### Supplied passage
=== Section Start ===

The past three years has been a very emotional period for me. I focused my energy on work and to build back my self esteem. its been really hard for me to come out straight and talk about this because sometimes I pinch myself to wake up and not believe that I was a victim of domestic violence. I've been through a lot in my life, faced a lot of challenges but this is one topic I've tried so hard to avoid and have been waiting for the right time but I have come to a resolve   that there's really no right time because every second of the day,lives are being lost due to domestic violence.  I was a victiim of domestic violence in my marriage and that was the singular reason I left my marriage, aside other reasons.
Growing up as a girl. I was always known as the sweetest kid on the block, before I got married, I have been through some relationships and for once no man had ever laid a finger on me. The first time it happened in my marriage I didn't understand it because I am not the type of woman a man beats but I guess there are no types. It just happens and no woman deserves it. As a young girl I thought it was love or his way of expressing his emotions,after every beating he pleads , cries and says it won't happen again, once again I thought it was love and made excuses for him.  Over the years when it kept happening consistently I started looking for other definitions for it.  I started loosing my self pride,self esteem , self worth, and most painfully i lost  a pregnancy (Miscarriage) I almost lost my life in the process then I realised how serious and abnormal it really was.

=== Section End ===

Using the personal account, answer these questions:
(a) How long does the writer say the very emotional period has lasted?
(b) What does the writer give as the singular reason for leaving the marriage?
(c) What loss made the writer realize how serious and abnormal the abuse was?
The records are separate material and unrelated to the account above.

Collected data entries
=== Section Start ===

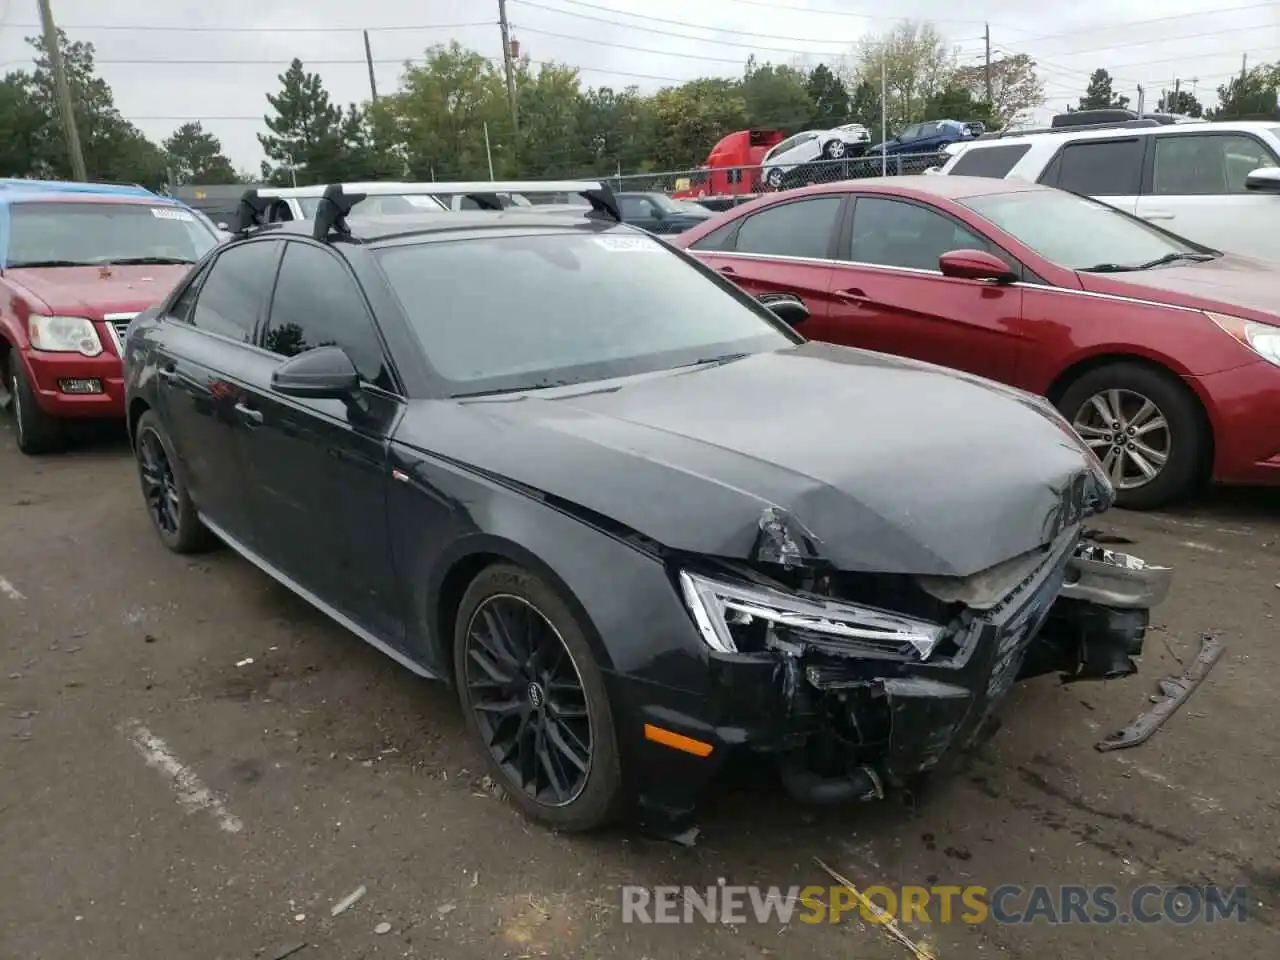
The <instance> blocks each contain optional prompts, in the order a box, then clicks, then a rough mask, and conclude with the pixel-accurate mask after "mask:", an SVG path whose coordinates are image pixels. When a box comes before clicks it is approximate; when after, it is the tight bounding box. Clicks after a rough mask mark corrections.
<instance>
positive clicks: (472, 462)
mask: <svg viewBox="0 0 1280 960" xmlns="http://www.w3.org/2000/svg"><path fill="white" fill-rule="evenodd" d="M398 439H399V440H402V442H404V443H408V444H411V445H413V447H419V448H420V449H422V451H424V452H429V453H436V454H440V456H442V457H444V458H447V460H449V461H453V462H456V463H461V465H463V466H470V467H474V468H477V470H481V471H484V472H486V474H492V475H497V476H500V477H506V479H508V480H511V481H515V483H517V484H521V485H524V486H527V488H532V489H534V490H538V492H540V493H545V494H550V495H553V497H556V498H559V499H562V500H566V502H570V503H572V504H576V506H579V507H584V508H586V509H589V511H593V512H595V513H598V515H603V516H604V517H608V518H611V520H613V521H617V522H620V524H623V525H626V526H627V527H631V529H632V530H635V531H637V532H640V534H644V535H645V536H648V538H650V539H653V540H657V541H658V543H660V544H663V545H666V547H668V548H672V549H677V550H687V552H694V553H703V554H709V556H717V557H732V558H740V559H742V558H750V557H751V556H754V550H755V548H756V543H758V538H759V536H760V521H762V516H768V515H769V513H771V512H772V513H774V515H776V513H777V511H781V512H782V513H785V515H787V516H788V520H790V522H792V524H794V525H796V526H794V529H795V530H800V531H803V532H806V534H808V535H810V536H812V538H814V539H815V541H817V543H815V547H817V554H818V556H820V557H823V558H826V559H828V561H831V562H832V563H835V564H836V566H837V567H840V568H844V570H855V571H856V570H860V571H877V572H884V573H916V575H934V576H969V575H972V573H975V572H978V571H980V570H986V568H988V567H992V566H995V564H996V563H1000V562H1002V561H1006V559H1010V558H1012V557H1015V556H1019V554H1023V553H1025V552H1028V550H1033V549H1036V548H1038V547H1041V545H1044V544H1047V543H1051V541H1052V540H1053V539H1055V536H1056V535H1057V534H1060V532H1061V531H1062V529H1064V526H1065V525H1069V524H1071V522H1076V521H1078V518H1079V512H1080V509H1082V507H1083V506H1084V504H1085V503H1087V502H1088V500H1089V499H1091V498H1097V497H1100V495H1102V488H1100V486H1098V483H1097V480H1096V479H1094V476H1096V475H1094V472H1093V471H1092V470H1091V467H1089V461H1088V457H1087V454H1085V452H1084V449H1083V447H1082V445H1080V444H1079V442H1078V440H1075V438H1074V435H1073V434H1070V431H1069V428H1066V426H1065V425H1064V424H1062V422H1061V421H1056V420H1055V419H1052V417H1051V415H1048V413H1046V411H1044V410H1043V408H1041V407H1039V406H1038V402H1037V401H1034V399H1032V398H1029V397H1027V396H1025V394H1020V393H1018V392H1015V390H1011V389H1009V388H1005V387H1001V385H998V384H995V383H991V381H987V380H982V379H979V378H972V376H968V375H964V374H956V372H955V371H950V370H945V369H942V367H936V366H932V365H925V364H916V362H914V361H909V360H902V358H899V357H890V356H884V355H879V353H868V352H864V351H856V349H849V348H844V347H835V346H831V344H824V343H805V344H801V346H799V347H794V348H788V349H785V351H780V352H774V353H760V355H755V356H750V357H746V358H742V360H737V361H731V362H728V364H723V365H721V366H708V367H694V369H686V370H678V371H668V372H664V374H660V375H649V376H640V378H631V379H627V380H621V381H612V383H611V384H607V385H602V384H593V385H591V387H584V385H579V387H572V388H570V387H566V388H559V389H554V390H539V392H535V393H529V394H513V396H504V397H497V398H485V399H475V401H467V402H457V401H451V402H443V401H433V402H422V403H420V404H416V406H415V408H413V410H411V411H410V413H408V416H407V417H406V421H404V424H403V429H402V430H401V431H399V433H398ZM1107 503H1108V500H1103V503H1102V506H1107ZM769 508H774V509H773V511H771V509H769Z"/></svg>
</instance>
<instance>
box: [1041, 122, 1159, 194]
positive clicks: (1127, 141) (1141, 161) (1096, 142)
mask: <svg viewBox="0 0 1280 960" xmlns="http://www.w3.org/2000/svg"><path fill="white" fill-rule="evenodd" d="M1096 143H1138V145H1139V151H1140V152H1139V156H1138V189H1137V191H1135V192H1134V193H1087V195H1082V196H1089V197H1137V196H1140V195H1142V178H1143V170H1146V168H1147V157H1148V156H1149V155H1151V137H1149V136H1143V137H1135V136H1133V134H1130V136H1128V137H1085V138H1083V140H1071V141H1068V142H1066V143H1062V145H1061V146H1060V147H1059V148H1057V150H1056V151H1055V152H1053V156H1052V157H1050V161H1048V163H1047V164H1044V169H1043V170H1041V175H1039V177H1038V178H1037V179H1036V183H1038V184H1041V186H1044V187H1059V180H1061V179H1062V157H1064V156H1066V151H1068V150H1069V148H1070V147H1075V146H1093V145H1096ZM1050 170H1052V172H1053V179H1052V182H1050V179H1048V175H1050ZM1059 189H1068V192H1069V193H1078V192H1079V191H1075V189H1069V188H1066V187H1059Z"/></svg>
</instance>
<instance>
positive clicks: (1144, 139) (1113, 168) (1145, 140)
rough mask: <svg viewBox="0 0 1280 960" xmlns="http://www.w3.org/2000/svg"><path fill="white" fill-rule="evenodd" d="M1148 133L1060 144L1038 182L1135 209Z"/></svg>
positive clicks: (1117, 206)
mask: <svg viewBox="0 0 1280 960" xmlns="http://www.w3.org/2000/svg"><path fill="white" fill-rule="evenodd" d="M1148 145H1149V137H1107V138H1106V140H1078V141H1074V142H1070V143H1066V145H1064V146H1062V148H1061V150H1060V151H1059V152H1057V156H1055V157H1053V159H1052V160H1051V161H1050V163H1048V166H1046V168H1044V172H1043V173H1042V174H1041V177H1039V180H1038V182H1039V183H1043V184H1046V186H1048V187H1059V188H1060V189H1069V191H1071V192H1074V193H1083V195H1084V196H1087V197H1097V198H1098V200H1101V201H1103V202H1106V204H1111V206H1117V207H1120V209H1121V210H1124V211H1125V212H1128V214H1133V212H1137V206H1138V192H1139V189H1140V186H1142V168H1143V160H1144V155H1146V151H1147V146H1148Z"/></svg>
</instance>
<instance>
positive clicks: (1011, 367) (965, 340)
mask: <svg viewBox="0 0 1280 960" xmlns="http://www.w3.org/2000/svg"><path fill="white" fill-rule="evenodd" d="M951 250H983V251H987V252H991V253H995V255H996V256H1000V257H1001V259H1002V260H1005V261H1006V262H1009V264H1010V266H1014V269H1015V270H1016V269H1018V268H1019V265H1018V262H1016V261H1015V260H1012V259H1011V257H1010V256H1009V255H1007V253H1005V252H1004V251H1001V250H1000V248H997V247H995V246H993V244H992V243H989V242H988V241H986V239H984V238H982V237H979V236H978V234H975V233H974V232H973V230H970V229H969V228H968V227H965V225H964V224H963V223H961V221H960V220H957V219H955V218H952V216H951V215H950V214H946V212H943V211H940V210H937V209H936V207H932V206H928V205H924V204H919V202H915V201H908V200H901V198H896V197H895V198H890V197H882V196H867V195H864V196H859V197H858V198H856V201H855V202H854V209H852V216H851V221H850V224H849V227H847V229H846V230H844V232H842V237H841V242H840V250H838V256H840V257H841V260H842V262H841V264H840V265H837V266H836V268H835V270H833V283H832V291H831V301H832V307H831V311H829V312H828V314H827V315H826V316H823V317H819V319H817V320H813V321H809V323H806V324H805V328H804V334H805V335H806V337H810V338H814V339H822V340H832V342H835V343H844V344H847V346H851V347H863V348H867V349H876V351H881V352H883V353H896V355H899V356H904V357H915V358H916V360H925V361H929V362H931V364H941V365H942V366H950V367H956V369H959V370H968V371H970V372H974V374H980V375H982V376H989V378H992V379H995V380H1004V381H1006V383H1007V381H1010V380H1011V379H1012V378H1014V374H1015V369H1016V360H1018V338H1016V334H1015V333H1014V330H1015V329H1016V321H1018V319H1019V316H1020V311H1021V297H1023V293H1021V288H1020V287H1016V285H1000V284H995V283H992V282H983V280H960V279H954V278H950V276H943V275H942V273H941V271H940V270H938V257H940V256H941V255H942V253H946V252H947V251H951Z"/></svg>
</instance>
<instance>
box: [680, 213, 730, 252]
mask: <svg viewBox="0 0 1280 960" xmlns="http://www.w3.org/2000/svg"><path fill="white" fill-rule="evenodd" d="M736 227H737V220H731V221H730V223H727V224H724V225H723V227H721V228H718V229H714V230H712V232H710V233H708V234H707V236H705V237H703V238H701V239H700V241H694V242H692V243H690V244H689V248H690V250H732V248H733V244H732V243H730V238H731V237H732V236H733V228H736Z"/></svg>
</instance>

=== Section End ===
=== Section Start ===

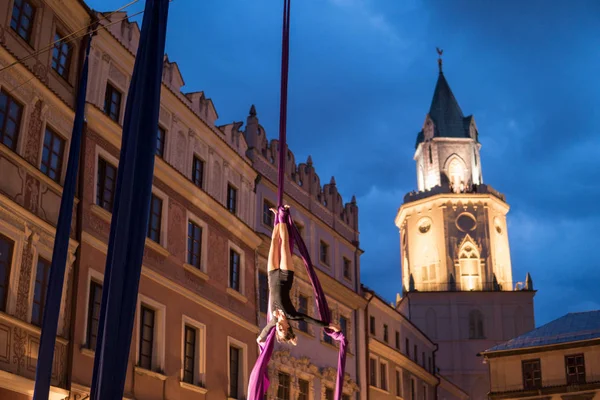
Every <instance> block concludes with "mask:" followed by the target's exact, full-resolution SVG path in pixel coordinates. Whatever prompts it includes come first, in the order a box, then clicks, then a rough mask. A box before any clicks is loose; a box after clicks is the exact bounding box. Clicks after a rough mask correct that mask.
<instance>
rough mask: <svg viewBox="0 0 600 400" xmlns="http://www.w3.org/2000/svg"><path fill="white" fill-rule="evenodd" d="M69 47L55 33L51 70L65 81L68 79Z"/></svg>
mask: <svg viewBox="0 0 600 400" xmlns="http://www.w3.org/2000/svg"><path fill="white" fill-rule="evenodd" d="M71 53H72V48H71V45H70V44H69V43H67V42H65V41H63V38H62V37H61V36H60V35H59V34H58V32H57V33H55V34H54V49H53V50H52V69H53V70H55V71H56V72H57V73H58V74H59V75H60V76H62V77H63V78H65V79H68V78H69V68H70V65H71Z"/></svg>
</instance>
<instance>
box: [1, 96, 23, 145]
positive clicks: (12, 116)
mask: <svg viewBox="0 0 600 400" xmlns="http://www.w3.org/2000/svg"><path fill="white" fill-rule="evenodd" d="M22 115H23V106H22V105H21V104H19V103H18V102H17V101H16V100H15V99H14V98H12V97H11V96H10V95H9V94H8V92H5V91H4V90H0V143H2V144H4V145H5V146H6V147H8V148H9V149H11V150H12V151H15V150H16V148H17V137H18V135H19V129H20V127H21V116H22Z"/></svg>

=== Section End ===
=== Section Start ===

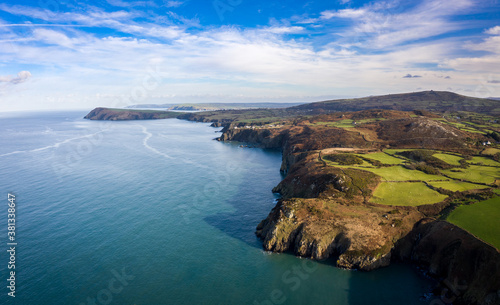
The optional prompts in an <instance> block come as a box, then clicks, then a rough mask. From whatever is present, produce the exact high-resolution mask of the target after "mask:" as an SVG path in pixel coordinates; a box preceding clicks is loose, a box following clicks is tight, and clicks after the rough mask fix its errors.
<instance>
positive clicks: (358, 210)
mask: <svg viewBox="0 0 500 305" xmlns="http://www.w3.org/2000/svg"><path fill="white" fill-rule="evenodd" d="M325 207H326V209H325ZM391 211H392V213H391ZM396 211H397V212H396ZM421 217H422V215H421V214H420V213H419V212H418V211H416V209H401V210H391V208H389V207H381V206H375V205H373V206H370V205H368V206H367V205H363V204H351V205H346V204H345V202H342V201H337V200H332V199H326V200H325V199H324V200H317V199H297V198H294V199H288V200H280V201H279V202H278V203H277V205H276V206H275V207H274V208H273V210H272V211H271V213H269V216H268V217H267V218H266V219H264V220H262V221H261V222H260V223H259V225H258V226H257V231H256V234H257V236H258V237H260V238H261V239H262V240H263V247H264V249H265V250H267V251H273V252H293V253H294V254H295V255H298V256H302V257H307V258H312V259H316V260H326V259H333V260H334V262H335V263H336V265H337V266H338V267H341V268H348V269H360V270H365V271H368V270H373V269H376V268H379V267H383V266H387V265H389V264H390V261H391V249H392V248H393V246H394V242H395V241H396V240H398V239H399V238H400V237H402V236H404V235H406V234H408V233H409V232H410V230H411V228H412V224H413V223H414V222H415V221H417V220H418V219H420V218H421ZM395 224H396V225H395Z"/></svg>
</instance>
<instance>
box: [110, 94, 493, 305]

=== Section End ===

### Exercise answer
(a) The past three years.
(b) Being a victim of domestic violence in the marriage.
(c) The loss of a pregnancy through miscarriage, in which the writer almost lost their own life.